_Text shown_.

Offering: Living & Giving for the Glory of God

Study of Leviticus

The Grain Offering

Leviticus 2:1-16

First Family Church

317 S.E. Magazine Rd.

Ankeny, IA 50021

www.firstfamilyministries.com

Transcript of Message by Todd Stiles

January 16, 2011

Let’s continue in that course today as we see what God would teach us from Leviticus chapter two, what I believe is probably the hardest of the offerings to understand, maybe not to understand factually, but just to relate and to kind of get our hands around it. It is significance is important. But it is definitely remote. It is going to seem distant today. But I think the Holy Spirit will give us wisdom no doubt. It is called the grain offering. It is also known as the cereal offering or the meal offering or even the meat offering.

Now what you will find ironic is this. It is called the meat offering, but there is not any meat in this chapter.

So you might think, “What does that mean, Todd?”

Well, meat simply referred to their... to the general word for food. In other words, this is what we are eating. Don’t think of like meat and potatoes. Just think of like food. And so when it was referred to as the meat offering it was referring to the grain they would use for food or what they used to fix food.

So any number of those words could be used to describe the offering of Leviticus chapter two.

Can I give you a brief overview before we kind of dive into the verses? Your Bibles are open there by now, right? Let me show you how the grain offering is discussed. This is just a fly over.

Verses one through three are about the grain offering uncooked. And I will show you, in fact, visually in a little bit how that might have looked. Verses four through 10 are about the grain offering cooked and the three ways you could have brought it, either in an oven or in a pan or from a griddle. And we will talk about those and show you some things that it might have looked like as well. Verses 11, 12 and 13 talk about ingredients for the grain offering and we will discuss their significance and what the point of those things are and then 14 through 16 discuss a variation of the grain offering called the first fruits and so we will see what that is. It is just another aspect of the grain offering.

And so let’s take a minute now and look at these verses more in depth. My goal today is to teach you what the text says and then make just a few applications that I think we can take home with us about the grain offering, ok?

So you are ready to roll, aren’t you? I can tell. That is great.

How about verses one through three. Here is the grain offering uncooked. He says when anyone brings a grain offering as an offering to the Lord, again, notice who we... to whom our offering is made. It is to the Lord. It is not to a person. Even in this culture where there were priests and high priests, they didn’t offer things to the priests. It was to the Lord.

The Bible says, “His offering shall be of fine flour.”

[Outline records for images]
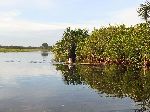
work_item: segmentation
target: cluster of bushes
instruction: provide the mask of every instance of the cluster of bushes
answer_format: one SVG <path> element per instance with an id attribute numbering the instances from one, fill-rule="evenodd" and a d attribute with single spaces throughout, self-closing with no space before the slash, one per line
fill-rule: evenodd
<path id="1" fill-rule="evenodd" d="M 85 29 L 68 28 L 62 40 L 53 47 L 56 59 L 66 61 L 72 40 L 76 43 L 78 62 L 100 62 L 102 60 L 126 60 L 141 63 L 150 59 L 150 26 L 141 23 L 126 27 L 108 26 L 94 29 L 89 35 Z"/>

==

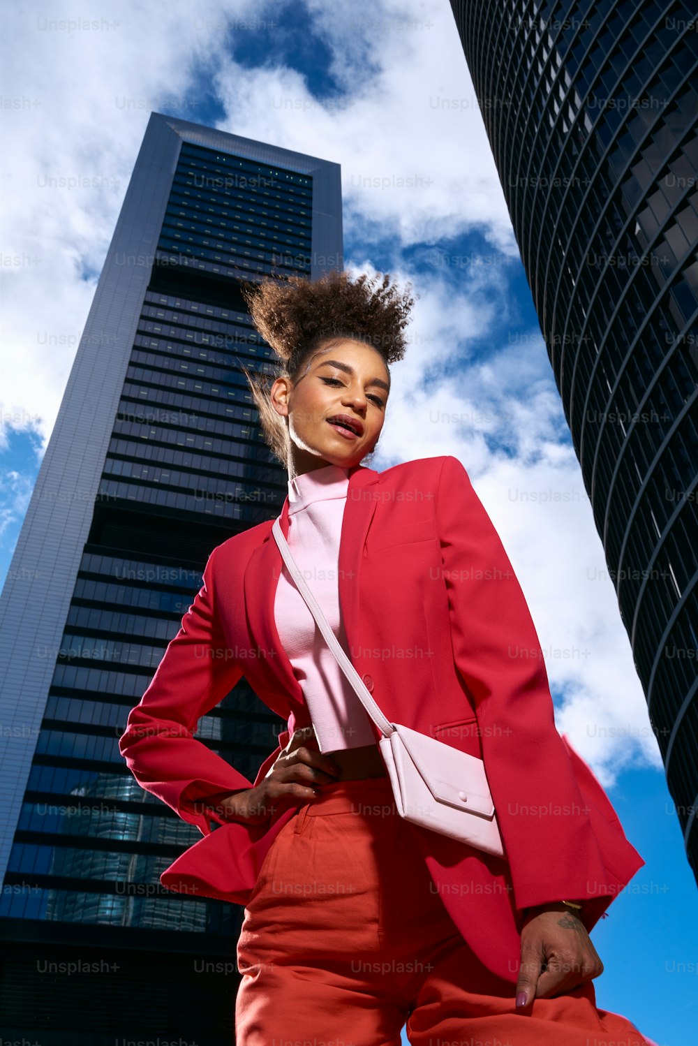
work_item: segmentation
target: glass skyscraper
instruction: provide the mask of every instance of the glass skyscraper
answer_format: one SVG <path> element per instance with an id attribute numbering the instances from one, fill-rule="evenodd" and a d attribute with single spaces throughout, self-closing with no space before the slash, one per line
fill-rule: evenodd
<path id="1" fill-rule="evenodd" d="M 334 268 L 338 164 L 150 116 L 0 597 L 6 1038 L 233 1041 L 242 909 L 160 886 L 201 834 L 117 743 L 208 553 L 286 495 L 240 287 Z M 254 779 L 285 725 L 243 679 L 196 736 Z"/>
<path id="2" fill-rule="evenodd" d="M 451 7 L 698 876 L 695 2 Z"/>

--

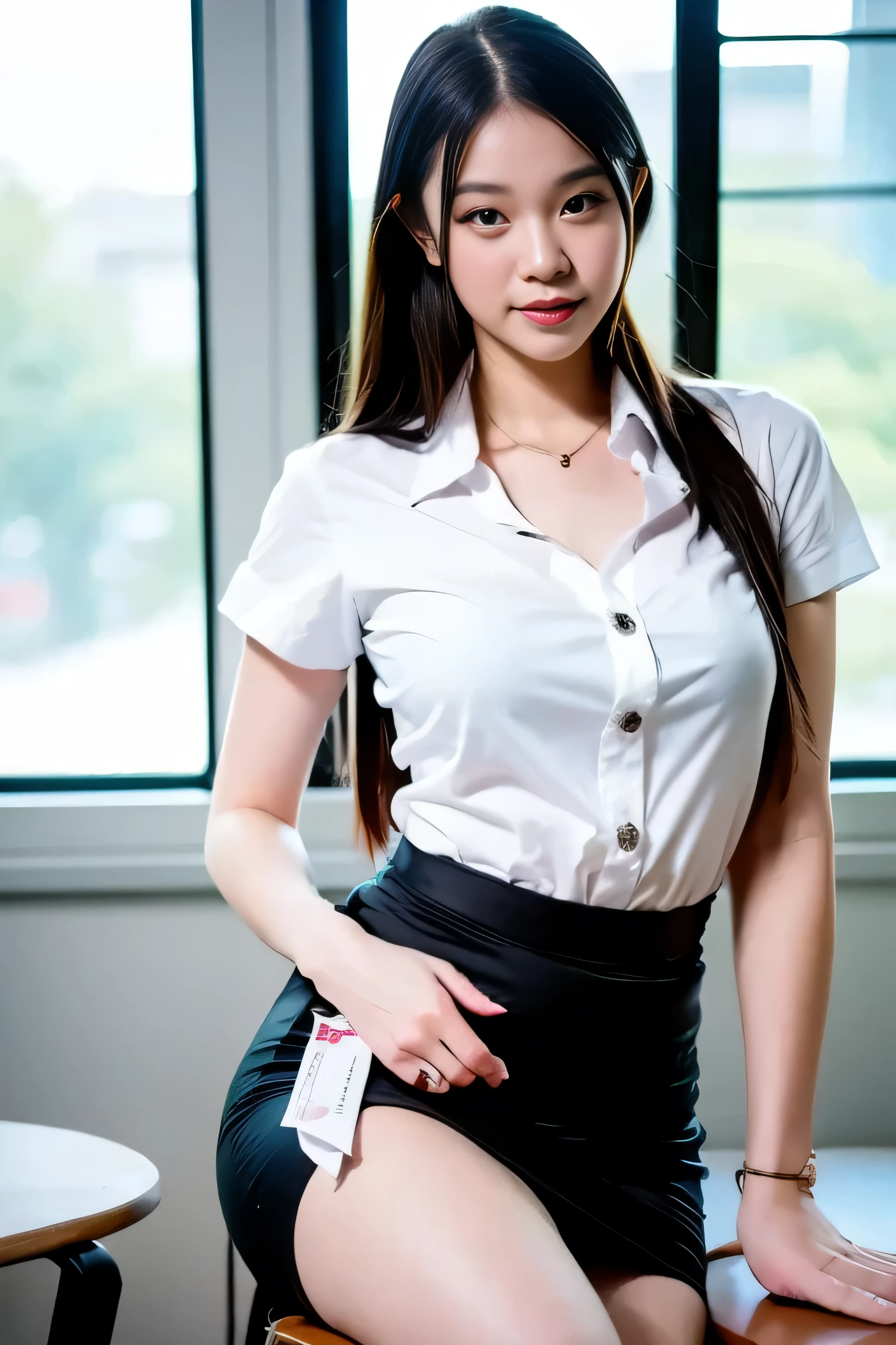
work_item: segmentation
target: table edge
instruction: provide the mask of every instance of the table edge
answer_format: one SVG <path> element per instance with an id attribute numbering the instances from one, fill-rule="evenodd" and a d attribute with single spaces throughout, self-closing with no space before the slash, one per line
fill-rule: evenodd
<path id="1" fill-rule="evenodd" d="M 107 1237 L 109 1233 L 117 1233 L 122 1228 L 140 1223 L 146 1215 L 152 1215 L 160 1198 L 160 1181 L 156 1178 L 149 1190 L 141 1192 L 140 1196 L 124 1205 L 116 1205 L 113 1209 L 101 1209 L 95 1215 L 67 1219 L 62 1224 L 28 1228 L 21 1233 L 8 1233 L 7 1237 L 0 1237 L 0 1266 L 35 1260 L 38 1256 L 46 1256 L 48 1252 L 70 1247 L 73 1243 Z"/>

_Written tasks_.
1. Restate the sermon transcript starting at "January 16, 2011" and stopping after "the meat offering.", with every "Leviticus chapter two" changed to "Leviticus 2".
2. Pick out every line of the records that contains the string "edge" and copy it.

_Answers to the exercises_.
1.
January 16, 2011

Let’s continue in that course today as we see what God would teach us from Leviticus 2, what I believe is probably the hardest of the offerings to understand, maybe not to understand factually, but just to relate and to kind of get our hands around it. It is significance is important. But it is definitely remote. It is going to seem distant today. But I think the Holy Spirit will give us wisdom no doubt. It is called the grain offering. It is also known as the cereal offering or the meal offering or even the meat offering.

2.
target: table edge
instruction: provide the mask of every instance of the table edge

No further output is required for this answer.